Aus dem systemischen Leben eines Musikerziehers

Liebes Webtagebuch,


ich mache täglich eine Zeitreise. Dazu setze ich mich in meine Zeitmaschine, die von einem französischen Autohersteller für mich produziert wurde. Dann starte ich langsam, lege die ersten Gänge ein, fahre zurück ins 19. Jahrhundert (erinnert irgendwie an Wien!), beschleunige und werde immer schneller, bis ich in der Vergangenheit im mittelalterlichen Mödling angekommen bin. Auf den ersten Blick fällt gar nicht auf, dass ich mich jetzt in der Vergangenheit befinde. Es ist ein anständiges Schulgebäude, die Menschen sind eigentlich auch passabel gekleidet, manche futuristisch zwar, aber sonst ganz passabel. Die Antiquiertheit des Systems wird erst auf den zweiten Blick und nach einem längeren Aufenthalt deutlich: in einer Klasse drängen sich 36 Stück 15-Jährige eng aneinander, in meinem Musikraum gibt es keine Fenster, nur eine einzige Oberlichtenklappe lässt sich öffnen und was man sonst so an einem Tag alles an Aussagen über einander aufschnappt, lässt einem nicht gerade das systemische Herz höher springen. Ich bin so richtig in der Vergangenheit angekommen.


Ach ja, liebe Leserinnen und Leser, ich habe ganz vergessen, Ihnen zu sagen, dass ich eigentlich Musiklehrer bin. Mir wird sofort schlecht, wenn ich mich daran erinnere, dass meine amtliche Berufsbezeichnung „Musikerzieher“ lautet. Vornehmere Menschen sagen auch „Musikpädagoge“ oder „Musikvermittler“ dazu. Ich sehe das ja auch so mit der Musikvermittlung, aber amtlich heißt mein Beruf eben „Musikerzieher“. Mein Auftrag ist also, Menschen zur Musik hin zu ziehen. Zu welcher denn? Kann mir bitte in den Weiten des Netzes jemand helfen, den Begriff „Musik“ zu definieren? Hm, vielleicht ist es mit „Erziehung“ leichter, das ist doch ein wirklich nachschlagenswürdiges Wort, also her mit dem etymologischen Wörterbuch. Also „Erziehung“ das hängt auf jeden Fall einmal mit „ziehen“ zusammen, und das wiederum steckt in den Begriffen „Zaum“, „Zeug“, „Zögling“, „Zucht“, „zucken“ und „Zügel“. Ich soll als Musikerzieher also meine Zöglinge mit Zaumzeug und Zügel unter Zusammenzucken zur züchtigen Musik ziehen... Welch schöne Aufgabe! Wie gut das funktioniert, kriege ich hie und da und peripher mit, wenn sich Kolleginnen darüber beschweren, dass die bösen Schülerinnen nichts lernen wollen oder so dumm sind oder so unwillig und überhaupt.

______

--- SCHRIFTLICHE AUFGABEN ---
A: Woran zeigt sich laut dem Tagebucheintrag über den Schulalltag erst auf den zweiten Blick, dass das System veraltet ist? Antworte in ein bis drei Sätzen.
B: Schreib den Tagebucheintrag über den Schulalltag nach seinem letzten Satz weiter.

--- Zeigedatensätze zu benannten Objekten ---
______

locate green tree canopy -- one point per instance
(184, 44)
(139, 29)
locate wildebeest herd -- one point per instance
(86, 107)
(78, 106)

______

--- LÖSUNGEN ---
A: Die Antiquiertheit des Systems zeigt sich erst bei einem längeren Aufenthalt: In einer Klasse drängen sich 36 Fünfzehnjährige eng aneinander, und im Musikraum gibt es keine Fenster, nur eine einzige Oberlichtenklappe lässt sich öffnen. Dazu kommen die Aussagen übereinander, die man im Lauf eines Tages aufschnappt und die das systemische Herz nicht gerade höher springen lassen.

B:
Wer in der Vergangenheit lebt, muss für schlechte Tage vorsorgen! Insofern habe ich mir schon vor Jahren eine Kristallzauberkugel angeschafft, die ich dann auspacke, wenn’s zu eng wird in der Vergangenheit. Da blicke ich dann tief hinein und dann kommt der große Moment, in dem ich die berühmte Wunderfrage stelle. Also wenn über Nacht ein Wunder passieren wäre, woran würde man es am kommenden Morgen als Erstes erkennen. Ich würde nicht mehr in der Vergangenheit leben, sondern in der schulischen Zukunft! Wie die aussehen soll, darüber gibt’s ja bekanntlich verschiedene Visionen und Spekulationen.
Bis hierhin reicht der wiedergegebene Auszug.